::: Provided entries :::
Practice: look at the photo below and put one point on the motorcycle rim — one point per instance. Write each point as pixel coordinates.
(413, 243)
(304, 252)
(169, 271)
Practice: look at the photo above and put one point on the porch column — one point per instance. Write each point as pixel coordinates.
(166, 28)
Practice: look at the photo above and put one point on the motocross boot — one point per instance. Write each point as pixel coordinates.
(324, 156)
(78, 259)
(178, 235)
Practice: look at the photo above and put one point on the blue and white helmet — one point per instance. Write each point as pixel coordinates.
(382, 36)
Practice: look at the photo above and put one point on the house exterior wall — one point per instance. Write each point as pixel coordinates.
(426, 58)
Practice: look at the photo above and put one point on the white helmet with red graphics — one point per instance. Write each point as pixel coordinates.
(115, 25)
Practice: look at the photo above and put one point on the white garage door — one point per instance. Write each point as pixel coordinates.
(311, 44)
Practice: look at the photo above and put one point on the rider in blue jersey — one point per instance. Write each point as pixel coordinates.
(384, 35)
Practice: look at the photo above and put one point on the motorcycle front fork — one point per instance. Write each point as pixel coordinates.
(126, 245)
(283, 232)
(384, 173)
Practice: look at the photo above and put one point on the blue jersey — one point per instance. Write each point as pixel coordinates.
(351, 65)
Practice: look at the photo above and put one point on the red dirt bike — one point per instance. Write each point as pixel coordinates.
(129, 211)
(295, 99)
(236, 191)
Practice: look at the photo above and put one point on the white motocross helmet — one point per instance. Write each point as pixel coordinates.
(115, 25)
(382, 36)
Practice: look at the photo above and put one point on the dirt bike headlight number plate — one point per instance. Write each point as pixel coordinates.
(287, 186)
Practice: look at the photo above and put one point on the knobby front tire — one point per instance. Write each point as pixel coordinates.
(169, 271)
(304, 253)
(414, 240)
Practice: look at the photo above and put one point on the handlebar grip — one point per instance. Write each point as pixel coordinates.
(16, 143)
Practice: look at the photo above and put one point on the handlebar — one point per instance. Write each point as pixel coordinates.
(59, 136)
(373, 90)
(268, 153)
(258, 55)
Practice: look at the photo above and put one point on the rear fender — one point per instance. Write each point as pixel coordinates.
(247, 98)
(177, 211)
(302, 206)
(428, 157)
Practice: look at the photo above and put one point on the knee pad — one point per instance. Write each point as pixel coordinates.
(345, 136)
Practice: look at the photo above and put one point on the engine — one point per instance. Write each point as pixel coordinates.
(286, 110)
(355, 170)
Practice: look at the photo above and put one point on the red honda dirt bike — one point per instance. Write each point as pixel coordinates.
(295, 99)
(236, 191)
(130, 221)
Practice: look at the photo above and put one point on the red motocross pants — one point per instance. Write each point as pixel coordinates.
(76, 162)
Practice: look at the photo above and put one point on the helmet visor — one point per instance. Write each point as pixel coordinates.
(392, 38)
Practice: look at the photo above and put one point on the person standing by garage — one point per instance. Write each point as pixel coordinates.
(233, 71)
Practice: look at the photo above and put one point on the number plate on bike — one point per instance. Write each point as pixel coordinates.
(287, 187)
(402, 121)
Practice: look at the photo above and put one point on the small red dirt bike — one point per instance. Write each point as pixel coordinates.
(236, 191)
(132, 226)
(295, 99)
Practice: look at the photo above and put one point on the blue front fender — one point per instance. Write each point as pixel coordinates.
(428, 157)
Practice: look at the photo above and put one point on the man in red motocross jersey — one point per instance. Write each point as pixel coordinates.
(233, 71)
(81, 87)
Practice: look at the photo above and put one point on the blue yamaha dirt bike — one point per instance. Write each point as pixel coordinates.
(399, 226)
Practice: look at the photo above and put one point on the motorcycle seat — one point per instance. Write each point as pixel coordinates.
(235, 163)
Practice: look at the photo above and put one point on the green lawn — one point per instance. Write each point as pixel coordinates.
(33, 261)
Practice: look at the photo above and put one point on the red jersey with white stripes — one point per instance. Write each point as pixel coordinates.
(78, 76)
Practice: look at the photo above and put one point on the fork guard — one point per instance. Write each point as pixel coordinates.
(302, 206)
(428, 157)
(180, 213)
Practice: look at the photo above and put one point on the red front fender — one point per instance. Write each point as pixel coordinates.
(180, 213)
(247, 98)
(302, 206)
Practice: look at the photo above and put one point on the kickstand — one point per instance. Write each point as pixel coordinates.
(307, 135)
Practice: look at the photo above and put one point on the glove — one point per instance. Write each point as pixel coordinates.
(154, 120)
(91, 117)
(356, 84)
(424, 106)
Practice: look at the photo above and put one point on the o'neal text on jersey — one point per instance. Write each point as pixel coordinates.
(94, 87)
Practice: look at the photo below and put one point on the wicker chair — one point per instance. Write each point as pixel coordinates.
:::
▸ Directions
Rescale the stretch of the listing from the line containing "on the kickstand" through the end of the listing, giving every line again, requests included. Multiply each coordinate in the answers by 2.45 and round to the nearest whole number, with halves rounding up.

▸ Exercise solution
Practice: look at the photo above and put one point on the kickstand — one point per instance. Write each point as pixel coordinates.
(752, 331)
Practice: look at the photo above and put one point on the glove — one point per instance. Write each point as pixel coordinates.
(377, 294)
(223, 287)
(872, 206)
(1039, 260)
Practice: look at the photo above and put one point on the o'neal text on jersey — one point per instance. Write each point as pixel coordinates.
(230, 213)
Practice: look at the photo below and put one point on the wicker chair — one point per instance. Write each point as pixel coordinates.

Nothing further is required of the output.